Pick out each line in the listing below that contains the string "format" and copy those lines unchanged.

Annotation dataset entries
:::::
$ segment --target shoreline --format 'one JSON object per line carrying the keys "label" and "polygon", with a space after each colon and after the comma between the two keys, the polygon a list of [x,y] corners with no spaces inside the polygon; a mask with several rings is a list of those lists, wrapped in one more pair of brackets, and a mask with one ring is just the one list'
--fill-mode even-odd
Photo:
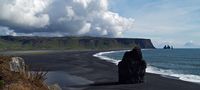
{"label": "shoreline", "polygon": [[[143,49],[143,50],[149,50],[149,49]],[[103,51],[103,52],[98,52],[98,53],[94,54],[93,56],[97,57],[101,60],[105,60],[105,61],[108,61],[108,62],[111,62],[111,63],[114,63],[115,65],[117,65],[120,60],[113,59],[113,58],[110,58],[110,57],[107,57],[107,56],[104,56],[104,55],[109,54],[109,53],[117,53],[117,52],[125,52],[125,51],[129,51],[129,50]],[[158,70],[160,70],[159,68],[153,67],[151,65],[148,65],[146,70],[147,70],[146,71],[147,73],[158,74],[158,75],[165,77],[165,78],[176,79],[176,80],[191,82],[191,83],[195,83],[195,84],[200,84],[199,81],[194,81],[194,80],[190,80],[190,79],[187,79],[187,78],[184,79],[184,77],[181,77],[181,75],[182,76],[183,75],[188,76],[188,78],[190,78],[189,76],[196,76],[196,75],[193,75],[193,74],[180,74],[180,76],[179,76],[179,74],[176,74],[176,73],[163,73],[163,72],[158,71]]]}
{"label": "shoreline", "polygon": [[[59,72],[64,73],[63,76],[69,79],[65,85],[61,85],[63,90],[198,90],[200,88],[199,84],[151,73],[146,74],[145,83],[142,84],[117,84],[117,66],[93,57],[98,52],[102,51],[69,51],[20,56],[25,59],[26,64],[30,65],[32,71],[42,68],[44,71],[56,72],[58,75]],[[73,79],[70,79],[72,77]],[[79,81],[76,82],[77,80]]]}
:::::
Correct result
$ segment --target shoreline --format 'one JSON object per line carrying the keys "label" and "polygon", with a space after each colon and after the comma between the two keys, the polygon a list of [x,y] corners with no spaces inside the polygon; a mask with several rings is a list of those lists, wrapped in one more pair of brackets, and a mask with one ring is just the one list'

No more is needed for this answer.